The One About Cuphead

Or: How I Learned That My Video Game Skills Peaked at age Nine.

If you want to know the truth, if you really want to hear about it, the first thing you’ll probably want to know is, “Which is smarter? A professional gaming journalist, or a Pigeon?” (‘Smarter’ might be too harsh of an adjective, but it’s a good attention-getter; and that’s what the internet is all about right?  You’ll never believe what happens next!)

The game in question is a new release on Xbox One and Windows 10 platforms from Studio MDHR called Cuphead.  It’s a fully animated, stylized run-n-gun/boss rush/platformer, that, even before it was released this September, had earned a reputation for being ridiculously hard.  Think; Duck Tales, Mega Man 2, Battle Toads, and Star Wars: The Empire Strikes Back, hard.  Dark Souls meets Steamboat Willie.  Needless to say, the obvious throwback to early platforming games of my youth had my attention.
_ _ _ _ _
Objectives:
**A.** Answer these questions about the piece on Cuphead, one answer per line:
(i) At what age does the subtitle say the writer's video game skills peaked?
(ii) On which platforms was the game released?
(iii) Which studio made the game?
**B.** Repeat word for word the stretch of the piece on Cuphead that begins at the words "If you want" and stops after "what happens next!)".

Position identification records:
_ _ _ _ _
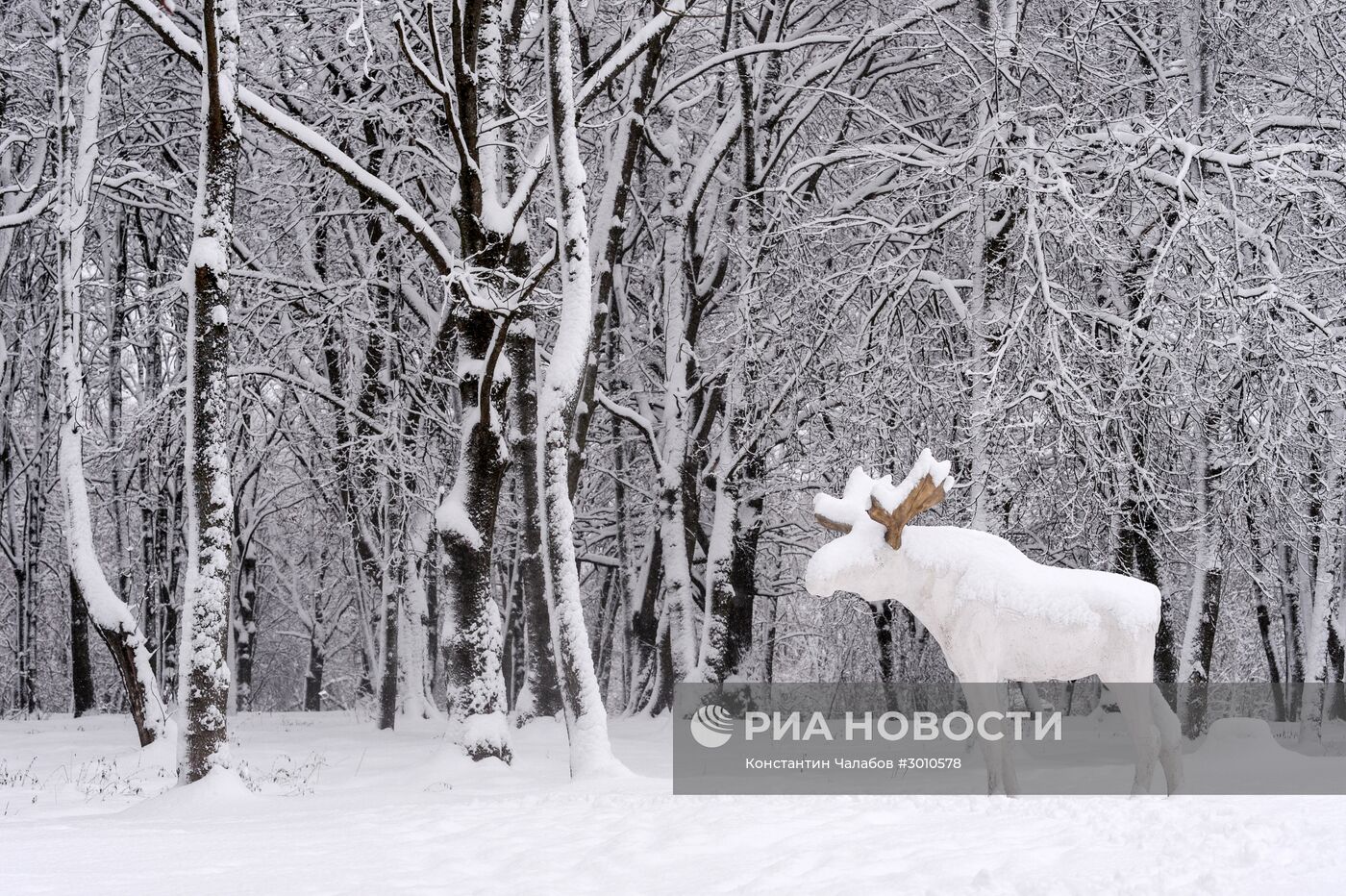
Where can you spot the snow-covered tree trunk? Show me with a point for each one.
(1325, 599)
(679, 610)
(76, 170)
(205, 670)
(540, 694)
(413, 647)
(586, 717)
(473, 634)
(1207, 585)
_ _ _ _ _
Correct answers:
**A.**
(i) Nine
(ii) Xbox One and Windows 10
(iii) Studio MDHR

**B.**
If you want to know the truth, if you really want to hear about it, the first thing you’ll probably want to know is, “Which is smarter? A professional gaming journalist, or a Pigeon?” (‘Smarter’ might be too harsh of an adjective, but it’s a good attention-getter; and that’s what the internet is all about right?  You’ll never believe what happens next!)